Document extract —
.....

I know that I can’t generalize that all guys in their twenties are the same because they are not. I have a wealth of close guy friends who are all in different places on the douche scale: some of them are cheating scumbags when it comes to girls and the others are loyal, loving boyfriends (as far as I know). For example, my best friend Gabby’s current boyfriend seems to be quite a gem because he adores her way too much to be cheating on her. So I guess he serves as a ray of hope. And then there is my friend Lucas, who has allowed his world to revolve around his girlfriend Mackenzie. I look at these guys and I want to argue that clearly monogamous and honest relationships can exist in our early twenties, but are these guys the exception?

.....

Work instruction 1 —
Translate this sentence from the passage about guys in their twenties into Spanish: "So I guess he serves as a ray of hope."
Work instruction 2 —
In the passage about guys in their twenties, whom has Lucas allowed his world to revolve around?
Work instruction 3 —
Summarize the passage about guys in their twenties in two sentences.

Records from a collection
.....

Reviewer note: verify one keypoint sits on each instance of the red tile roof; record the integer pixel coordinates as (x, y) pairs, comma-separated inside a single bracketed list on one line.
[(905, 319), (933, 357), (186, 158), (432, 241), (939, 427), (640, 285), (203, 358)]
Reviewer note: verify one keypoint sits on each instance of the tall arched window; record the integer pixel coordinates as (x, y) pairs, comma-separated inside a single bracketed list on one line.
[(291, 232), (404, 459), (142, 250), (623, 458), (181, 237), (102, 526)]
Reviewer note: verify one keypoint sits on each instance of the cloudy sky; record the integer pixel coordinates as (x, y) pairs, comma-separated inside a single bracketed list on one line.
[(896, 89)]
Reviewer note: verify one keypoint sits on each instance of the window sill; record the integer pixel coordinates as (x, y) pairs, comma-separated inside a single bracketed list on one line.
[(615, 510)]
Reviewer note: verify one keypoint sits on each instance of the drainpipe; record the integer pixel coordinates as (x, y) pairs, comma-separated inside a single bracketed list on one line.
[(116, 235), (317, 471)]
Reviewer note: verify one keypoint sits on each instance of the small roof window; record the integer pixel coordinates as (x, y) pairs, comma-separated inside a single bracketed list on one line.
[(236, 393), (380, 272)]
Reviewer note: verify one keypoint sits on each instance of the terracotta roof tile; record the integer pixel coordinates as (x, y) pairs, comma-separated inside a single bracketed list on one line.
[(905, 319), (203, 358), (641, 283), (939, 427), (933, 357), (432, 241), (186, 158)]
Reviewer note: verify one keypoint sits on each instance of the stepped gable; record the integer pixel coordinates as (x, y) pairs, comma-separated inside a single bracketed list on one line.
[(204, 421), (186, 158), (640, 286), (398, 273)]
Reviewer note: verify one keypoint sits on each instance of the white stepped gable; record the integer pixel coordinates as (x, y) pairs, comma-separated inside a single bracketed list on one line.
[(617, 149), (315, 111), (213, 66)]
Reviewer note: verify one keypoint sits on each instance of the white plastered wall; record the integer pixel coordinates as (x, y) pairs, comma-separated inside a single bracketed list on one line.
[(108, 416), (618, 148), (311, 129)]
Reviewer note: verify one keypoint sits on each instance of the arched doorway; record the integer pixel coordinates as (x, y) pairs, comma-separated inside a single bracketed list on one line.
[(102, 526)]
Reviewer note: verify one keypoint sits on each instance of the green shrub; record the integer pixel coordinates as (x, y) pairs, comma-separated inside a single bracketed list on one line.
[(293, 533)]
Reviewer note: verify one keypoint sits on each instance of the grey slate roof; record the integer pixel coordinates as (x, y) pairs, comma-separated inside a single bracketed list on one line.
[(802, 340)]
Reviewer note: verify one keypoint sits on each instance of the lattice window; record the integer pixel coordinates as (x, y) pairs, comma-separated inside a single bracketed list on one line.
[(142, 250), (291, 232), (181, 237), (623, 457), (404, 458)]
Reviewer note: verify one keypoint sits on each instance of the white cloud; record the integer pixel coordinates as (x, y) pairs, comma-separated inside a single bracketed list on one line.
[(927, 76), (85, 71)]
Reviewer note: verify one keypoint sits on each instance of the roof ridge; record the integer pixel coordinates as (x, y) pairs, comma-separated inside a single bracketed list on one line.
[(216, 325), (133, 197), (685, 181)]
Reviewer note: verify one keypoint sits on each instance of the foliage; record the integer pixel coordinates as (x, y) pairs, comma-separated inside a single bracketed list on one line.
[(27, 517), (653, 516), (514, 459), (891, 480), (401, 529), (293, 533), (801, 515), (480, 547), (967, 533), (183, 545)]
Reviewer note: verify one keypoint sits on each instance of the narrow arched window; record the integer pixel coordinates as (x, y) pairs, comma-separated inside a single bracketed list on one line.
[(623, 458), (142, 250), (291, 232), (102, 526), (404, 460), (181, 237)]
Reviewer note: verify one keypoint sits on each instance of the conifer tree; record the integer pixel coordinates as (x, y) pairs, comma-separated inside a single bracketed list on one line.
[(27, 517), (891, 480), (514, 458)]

.....

Answer area 1 —
Así que supongo que él sirve como un rayo de esperanza.

Answer area 2 —
His girlfriend Mackenzie.

Answer area 3 —
The writer says guys in their twenties are not all the same, since close guy friends range from cheaters to loyal, loving boyfriends like Gabby's boyfriend and Lucas. These guys make the writer want to argue that monogamous, honest relationships can exist in the early twenties, but the writer asks whether they are the exception.